[Stored entries]
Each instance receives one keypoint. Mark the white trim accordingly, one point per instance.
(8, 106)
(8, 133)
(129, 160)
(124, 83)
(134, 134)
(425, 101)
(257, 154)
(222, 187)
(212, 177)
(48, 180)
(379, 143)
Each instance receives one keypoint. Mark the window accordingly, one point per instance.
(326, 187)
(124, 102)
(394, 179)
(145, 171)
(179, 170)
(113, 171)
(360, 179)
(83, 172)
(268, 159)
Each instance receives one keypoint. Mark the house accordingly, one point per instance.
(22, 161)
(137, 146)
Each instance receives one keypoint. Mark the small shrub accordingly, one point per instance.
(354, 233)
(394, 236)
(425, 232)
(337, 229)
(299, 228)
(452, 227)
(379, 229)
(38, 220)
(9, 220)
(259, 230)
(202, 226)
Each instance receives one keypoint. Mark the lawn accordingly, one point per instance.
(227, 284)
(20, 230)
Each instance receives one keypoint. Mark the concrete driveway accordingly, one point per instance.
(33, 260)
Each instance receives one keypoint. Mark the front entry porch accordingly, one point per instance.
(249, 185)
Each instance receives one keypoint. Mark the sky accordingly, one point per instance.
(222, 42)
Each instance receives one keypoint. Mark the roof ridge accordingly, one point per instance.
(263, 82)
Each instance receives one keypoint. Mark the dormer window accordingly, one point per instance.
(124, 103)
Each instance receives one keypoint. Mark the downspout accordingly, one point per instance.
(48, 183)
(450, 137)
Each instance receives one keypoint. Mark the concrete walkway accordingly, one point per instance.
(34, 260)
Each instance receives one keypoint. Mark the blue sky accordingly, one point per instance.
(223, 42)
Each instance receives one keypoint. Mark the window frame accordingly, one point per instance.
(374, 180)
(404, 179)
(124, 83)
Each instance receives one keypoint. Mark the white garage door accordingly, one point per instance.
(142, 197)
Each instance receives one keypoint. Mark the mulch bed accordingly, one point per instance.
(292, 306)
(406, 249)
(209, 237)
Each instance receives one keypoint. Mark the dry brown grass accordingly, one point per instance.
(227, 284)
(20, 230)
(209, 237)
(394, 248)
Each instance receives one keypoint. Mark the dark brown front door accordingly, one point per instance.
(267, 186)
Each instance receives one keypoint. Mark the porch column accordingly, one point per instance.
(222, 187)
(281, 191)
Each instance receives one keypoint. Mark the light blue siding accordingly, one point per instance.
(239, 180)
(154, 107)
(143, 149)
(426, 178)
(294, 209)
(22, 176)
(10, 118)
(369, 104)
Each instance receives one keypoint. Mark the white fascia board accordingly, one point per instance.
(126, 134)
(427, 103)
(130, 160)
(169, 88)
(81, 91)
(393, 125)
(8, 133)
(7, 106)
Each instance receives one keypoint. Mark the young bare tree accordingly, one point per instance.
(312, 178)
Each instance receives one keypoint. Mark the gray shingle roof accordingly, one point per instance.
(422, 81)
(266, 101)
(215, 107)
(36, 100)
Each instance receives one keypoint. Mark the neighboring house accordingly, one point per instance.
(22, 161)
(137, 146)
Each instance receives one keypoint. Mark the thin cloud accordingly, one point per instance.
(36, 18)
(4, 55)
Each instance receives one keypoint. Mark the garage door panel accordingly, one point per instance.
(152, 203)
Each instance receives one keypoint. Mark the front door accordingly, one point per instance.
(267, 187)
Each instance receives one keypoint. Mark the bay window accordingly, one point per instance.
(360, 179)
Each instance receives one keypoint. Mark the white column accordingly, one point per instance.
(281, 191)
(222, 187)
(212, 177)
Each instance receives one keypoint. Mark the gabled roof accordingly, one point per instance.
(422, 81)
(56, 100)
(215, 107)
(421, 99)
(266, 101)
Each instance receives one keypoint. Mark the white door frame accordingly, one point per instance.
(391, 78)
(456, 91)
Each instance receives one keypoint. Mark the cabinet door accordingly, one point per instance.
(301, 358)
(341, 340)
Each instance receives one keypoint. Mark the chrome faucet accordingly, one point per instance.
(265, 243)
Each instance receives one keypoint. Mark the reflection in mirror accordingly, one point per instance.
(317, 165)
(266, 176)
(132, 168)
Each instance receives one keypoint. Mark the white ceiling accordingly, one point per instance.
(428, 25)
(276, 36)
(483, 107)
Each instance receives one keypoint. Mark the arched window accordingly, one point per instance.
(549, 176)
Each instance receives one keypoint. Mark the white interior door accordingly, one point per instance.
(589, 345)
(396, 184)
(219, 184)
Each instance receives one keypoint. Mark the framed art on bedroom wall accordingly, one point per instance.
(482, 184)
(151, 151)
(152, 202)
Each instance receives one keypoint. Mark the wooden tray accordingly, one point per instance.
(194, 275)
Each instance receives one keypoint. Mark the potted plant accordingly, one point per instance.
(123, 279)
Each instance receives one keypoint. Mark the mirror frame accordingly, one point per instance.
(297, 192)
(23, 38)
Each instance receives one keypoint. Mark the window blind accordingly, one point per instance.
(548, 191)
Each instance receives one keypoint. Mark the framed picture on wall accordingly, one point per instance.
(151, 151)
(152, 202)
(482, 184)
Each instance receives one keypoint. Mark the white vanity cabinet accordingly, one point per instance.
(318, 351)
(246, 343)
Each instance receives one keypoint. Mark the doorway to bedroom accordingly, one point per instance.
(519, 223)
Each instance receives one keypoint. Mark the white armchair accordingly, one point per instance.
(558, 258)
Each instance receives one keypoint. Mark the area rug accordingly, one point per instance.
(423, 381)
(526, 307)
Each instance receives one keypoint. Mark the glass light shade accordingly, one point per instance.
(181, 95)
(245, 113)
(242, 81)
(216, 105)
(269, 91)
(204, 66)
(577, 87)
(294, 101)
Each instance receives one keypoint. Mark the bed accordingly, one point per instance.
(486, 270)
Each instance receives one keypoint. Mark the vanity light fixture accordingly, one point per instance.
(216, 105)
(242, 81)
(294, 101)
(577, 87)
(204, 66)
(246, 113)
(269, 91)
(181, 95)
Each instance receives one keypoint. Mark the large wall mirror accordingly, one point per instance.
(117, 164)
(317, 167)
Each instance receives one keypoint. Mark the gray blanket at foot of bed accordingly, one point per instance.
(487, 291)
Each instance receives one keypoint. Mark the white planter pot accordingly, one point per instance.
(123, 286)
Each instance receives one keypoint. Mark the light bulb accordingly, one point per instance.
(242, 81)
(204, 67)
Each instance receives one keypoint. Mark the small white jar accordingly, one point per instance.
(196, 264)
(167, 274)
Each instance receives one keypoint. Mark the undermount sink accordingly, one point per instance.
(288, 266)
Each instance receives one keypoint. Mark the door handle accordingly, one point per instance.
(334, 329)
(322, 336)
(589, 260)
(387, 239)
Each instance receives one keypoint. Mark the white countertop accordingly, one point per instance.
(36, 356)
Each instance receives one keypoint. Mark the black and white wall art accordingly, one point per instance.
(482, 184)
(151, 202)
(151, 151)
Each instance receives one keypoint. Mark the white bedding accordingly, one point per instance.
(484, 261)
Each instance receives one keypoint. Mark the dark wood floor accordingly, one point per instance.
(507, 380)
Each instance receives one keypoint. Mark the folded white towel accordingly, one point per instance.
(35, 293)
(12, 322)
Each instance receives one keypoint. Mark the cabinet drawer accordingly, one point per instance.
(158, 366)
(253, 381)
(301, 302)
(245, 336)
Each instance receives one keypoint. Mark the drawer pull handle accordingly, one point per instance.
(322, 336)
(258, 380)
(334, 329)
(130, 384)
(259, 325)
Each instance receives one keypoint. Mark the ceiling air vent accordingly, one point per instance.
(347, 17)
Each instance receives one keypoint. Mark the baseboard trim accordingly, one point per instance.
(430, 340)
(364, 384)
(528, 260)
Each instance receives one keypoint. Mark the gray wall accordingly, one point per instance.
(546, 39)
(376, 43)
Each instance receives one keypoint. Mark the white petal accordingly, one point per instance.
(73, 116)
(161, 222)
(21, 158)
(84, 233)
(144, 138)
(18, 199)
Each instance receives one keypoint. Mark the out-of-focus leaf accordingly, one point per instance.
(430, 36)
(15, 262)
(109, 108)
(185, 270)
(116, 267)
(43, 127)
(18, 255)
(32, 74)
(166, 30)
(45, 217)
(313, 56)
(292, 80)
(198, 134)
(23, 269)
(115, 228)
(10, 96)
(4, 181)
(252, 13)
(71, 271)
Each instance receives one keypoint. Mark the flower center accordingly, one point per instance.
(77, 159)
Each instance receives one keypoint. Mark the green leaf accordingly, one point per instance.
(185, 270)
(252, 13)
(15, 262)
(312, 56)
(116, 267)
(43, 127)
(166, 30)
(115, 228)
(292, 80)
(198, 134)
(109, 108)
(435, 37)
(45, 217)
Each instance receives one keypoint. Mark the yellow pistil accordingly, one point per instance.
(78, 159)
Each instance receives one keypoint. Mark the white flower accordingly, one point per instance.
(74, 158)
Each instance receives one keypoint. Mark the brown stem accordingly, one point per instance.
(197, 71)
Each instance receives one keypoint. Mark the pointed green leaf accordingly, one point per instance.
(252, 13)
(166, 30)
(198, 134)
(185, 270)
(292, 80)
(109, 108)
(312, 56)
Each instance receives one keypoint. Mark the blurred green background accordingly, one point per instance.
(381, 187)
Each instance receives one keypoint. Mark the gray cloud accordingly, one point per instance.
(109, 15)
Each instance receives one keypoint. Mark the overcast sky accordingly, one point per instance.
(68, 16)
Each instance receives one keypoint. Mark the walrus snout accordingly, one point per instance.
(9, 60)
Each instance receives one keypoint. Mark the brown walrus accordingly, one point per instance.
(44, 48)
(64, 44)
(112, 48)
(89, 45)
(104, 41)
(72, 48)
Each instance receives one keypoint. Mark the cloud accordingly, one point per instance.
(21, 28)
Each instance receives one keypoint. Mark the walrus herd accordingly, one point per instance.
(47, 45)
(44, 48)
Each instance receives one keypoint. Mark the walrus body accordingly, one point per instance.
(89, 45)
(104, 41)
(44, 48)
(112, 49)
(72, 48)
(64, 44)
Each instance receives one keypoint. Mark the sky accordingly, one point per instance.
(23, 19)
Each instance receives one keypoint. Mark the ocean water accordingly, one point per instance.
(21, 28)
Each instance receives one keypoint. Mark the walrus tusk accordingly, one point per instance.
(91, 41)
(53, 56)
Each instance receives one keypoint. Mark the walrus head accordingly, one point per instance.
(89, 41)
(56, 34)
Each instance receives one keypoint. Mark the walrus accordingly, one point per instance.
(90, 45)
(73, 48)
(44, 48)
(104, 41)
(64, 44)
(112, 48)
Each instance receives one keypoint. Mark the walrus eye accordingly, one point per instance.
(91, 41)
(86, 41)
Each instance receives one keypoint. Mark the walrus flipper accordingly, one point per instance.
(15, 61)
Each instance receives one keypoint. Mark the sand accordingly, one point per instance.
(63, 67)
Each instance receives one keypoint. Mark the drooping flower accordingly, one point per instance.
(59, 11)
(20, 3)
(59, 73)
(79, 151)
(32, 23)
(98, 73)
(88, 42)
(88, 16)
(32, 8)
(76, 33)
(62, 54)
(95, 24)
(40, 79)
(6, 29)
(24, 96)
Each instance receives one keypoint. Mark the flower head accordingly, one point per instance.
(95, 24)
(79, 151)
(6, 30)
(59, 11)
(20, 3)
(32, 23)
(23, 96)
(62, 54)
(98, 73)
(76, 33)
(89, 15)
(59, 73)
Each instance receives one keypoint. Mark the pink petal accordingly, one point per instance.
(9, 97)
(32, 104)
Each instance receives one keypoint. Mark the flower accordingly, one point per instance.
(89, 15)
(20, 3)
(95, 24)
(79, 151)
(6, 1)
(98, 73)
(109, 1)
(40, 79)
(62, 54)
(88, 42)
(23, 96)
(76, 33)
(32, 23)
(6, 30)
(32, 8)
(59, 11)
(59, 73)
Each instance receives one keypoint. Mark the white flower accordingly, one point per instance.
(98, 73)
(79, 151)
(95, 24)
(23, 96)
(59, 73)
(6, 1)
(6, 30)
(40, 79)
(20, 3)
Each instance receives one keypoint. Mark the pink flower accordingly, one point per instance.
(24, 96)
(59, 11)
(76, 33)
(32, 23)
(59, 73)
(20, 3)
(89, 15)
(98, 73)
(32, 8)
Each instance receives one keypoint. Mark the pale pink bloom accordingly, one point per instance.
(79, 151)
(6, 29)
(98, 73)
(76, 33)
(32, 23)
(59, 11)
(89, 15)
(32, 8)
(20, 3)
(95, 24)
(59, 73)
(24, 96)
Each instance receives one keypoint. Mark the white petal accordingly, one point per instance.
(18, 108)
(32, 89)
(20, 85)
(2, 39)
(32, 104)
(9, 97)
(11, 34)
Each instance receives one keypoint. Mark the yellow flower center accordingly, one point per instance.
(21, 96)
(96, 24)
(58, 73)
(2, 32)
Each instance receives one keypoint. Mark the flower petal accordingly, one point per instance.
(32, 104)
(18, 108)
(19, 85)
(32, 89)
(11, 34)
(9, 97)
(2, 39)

(Problem to solve) Reproduce only the lines running from the one with "the flower accordingly, one point per instance." through the final line of the listing above, both ends included.

(The answer)
Each instance receives one keypoint. Mark the flower accordingly, one point per instance.
(89, 15)
(20, 3)
(95, 24)
(79, 151)
(6, 1)
(98, 73)
(109, 1)
(40, 79)
(62, 54)
(88, 42)
(23, 96)
(76, 33)
(32, 23)
(6, 30)
(32, 8)
(59, 11)
(59, 73)
Each instance receives one keypoint. Mark the white flower accordingly, one point per instance.
(98, 73)
(79, 151)
(95, 24)
(23, 96)
(59, 73)
(6, 1)
(6, 30)
(40, 79)
(20, 3)
Each instance receives one keypoint. Mark the pink flower accordingly, one point per instance.
(24, 96)
(59, 11)
(76, 33)
(32, 23)
(59, 73)
(20, 3)
(89, 15)
(98, 73)
(32, 8)
Each instance receives one keypoint. Mark the pale pink bloom accordingly, one point per instance.
(79, 151)
(6, 29)
(98, 73)
(76, 33)
(32, 23)
(59, 11)
(89, 15)
(32, 8)
(20, 3)
(95, 24)
(59, 73)
(24, 96)
Each instance receives one keypoint. Mark the white petal accordingly, one point per instance.
(18, 108)
(32, 89)
(20, 85)
(2, 39)
(32, 104)
(9, 97)
(11, 34)
Each instance receives one keypoint. Mark the yellow flower center accordingly, one point per instance.
(21, 96)
(96, 24)
(58, 73)
(2, 32)
Each instance receives one keypoint. Mark the flower petal accordingly, one point per instance.
(32, 104)
(18, 108)
(19, 85)
(32, 89)
(11, 34)
(9, 97)
(2, 39)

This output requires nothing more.